Word for word, restate every line of the material.

[Records of labeled points]
◆ ◆ ◆ ◆ ◆

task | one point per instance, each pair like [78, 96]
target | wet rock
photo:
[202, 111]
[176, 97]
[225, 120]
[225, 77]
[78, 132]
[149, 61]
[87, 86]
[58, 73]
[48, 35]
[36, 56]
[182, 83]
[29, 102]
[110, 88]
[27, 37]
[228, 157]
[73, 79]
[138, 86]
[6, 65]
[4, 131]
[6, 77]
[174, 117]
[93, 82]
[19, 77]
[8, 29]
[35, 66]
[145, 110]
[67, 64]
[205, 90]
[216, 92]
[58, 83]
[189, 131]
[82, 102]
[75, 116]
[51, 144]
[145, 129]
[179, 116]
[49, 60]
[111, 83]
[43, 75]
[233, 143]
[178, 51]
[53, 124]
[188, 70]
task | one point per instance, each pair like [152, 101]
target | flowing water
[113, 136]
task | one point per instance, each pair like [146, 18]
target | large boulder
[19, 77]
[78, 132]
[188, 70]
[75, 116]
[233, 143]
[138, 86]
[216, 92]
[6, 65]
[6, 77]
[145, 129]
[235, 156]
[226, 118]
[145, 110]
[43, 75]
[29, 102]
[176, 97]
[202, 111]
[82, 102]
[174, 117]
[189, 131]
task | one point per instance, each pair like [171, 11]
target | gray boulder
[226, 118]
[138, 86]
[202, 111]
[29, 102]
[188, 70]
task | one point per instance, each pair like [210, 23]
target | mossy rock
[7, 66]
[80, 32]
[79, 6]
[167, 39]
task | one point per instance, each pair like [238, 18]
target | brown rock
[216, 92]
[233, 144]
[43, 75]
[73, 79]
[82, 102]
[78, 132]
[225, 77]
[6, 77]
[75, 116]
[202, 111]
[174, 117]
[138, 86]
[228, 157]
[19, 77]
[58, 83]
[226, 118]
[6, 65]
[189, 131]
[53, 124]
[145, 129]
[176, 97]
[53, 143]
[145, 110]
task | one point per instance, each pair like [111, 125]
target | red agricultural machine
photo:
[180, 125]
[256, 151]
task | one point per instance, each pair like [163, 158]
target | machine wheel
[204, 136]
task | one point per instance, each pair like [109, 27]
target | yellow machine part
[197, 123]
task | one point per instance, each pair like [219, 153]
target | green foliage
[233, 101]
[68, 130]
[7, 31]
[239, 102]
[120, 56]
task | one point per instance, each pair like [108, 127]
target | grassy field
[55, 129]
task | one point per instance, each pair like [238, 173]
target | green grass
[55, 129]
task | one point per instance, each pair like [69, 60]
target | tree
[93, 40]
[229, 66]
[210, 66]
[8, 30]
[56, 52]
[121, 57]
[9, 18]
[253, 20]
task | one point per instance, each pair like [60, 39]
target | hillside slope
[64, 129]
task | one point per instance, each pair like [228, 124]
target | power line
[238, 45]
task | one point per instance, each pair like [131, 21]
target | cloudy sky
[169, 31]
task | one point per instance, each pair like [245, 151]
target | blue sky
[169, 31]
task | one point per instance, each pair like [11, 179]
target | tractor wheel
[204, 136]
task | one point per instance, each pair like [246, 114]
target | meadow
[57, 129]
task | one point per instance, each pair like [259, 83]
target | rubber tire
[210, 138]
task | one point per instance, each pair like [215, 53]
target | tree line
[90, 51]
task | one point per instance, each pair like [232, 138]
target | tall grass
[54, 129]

◆ ◆ ◆ ◆ ◆

- **Written solution**
task | one point per instance, each pair like [78, 96]
target | wet rock
photo:
[202, 111]
[176, 97]
[225, 120]
[225, 77]
[78, 132]
[149, 61]
[87, 86]
[58, 73]
[48, 35]
[36, 56]
[182, 83]
[29, 102]
[110, 88]
[27, 37]
[228, 157]
[73, 79]
[138, 86]
[6, 65]
[4, 131]
[6, 77]
[174, 117]
[93, 82]
[19, 77]
[8, 29]
[35, 66]
[145, 110]
[67, 64]
[205, 90]
[216, 92]
[58, 83]
[189, 131]
[82, 102]
[75, 116]
[51, 144]
[145, 129]
[179, 116]
[49, 60]
[111, 83]
[43, 75]
[233, 143]
[178, 51]
[53, 124]
[188, 70]
task | one point per instance, each pair like [152, 101]
target | flowing water
[113, 136]
task | one point per instance, each pair like [146, 18]
target | large boulder
[19, 77]
[78, 132]
[188, 70]
[75, 116]
[233, 143]
[138, 86]
[216, 92]
[6, 65]
[6, 77]
[145, 129]
[235, 156]
[226, 118]
[145, 110]
[43, 75]
[29, 102]
[176, 97]
[202, 111]
[82, 102]
[174, 117]
[189, 131]
task | one point per instance, each pair like [171, 11]
target | gray boulder
[226, 118]
[138, 86]
[202, 111]
[29, 102]
[188, 70]
task | one point per instance, each pair like [210, 23]
target | mossy rock
[7, 66]
[80, 32]
[79, 6]
[167, 39]
task | one point per instance, each pair like [238, 18]
target | brown rock
[216, 92]
[233, 144]
[43, 75]
[73, 79]
[82, 102]
[78, 132]
[225, 77]
[6, 77]
[75, 116]
[202, 111]
[174, 117]
[138, 86]
[228, 157]
[19, 77]
[58, 83]
[226, 118]
[6, 65]
[189, 131]
[53, 124]
[145, 129]
[176, 97]
[53, 143]
[145, 110]
task | one point per instance, each pair like [111, 125]
target | red agricultural machine
photo:
[180, 125]
[256, 151]
task | one point per instance, each pair like [163, 158]
target | machine wheel
[204, 136]
task | one point per instance, each pair like [109, 27]
target | yellow machine part
[197, 123]
task | one point per instance, each pair like [219, 153]
target | green foliage
[233, 101]
[68, 130]
[7, 31]
[239, 102]
[120, 56]
task | one point per instance, each pair like [108, 127]
target | grassy field
[55, 129]
task | one point per instance, each pair like [238, 173]
target | green grass
[55, 129]
task | one point per instance, each pair like [69, 60]
target | tree
[93, 40]
[229, 66]
[210, 66]
[8, 30]
[56, 52]
[121, 57]
[9, 18]
[253, 20]
task | one point per instance, each pair like [60, 39]
target | hillside slope
[64, 129]
task | one point per instance, each pair like [228, 124]
target | power line
[238, 45]
task | one point per instance, each pair like [131, 21]
target | cloudy sky
[169, 31]
task | one point per instance, each pair like [245, 151]
target | blue sky
[169, 31]
task | one point per instance, each pair like [11, 179]
target | tractor wheel
[204, 136]
task | one point per instance, each pair like [246, 114]
target | meadow
[57, 129]
task | one point per instance, each pair like [259, 83]
target | rubber tire
[210, 138]
task | one point per instance, each pair like [215, 53]
target | tree line
[90, 51]
task | one point per instance, each pair like [232, 138]
target | tall grass
[54, 129]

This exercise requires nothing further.